• WORK TO COMPLETE
Could you rewrite every line of the entries below, requests included, with each point coordinate in the answers multiplied by 1.7 and rounded to the nearest whole number, halves rounding up? Leave the pictures out of your answer.

——————————

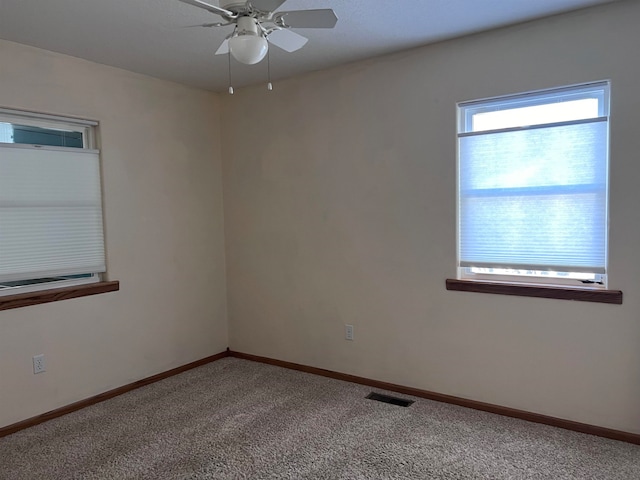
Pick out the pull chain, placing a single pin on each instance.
(269, 85)
(230, 87)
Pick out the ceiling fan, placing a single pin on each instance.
(256, 25)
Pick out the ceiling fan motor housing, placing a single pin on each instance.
(248, 45)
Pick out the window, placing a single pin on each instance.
(533, 187)
(51, 231)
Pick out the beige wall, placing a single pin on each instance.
(339, 194)
(164, 231)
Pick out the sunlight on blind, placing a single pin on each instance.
(6, 133)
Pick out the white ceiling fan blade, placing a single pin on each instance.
(266, 5)
(324, 18)
(287, 40)
(224, 48)
(211, 8)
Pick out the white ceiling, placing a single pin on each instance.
(148, 36)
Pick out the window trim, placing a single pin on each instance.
(600, 90)
(57, 294)
(67, 288)
(583, 294)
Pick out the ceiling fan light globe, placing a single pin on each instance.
(248, 49)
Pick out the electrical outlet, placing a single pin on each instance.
(38, 364)
(348, 332)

——————————

• RESULT OF THE EXERCISE
Pick out the pull chain, placing a single pin on each instance.
(457, 145)
(391, 148)
Pick out the ceiling fan, placing a single pin on each instance.
(435, 43)
Pick out the ceiling fan motor housing, placing a single pin on each instance.
(422, 77)
Pick out the window, placing a single pin on each instance.
(906, 318)
(87, 393)
Pick out the beige wall, placing a single pin on each instance.
(576, 330)
(279, 393)
Pick out the sunlight on blind, placing a single pin on each instance.
(10, 226)
Pick out the white ceiling fan blade, placing a single pin on each instance.
(452, 9)
(551, 31)
(488, 68)
(381, 82)
(359, 14)
Pick out the white ceiling, placing a single pin on each instance.
(252, 61)
Pick out the window trim, placing a single pin on each instance.
(1020, 153)
(97, 500)
(114, 490)
(991, 500)
Pick out the ceiling fan light globe, placing a single pin on each instance.
(422, 83)
Pick out the electrical outlet, placing a single pin on each instance.
(65, 619)
(592, 564)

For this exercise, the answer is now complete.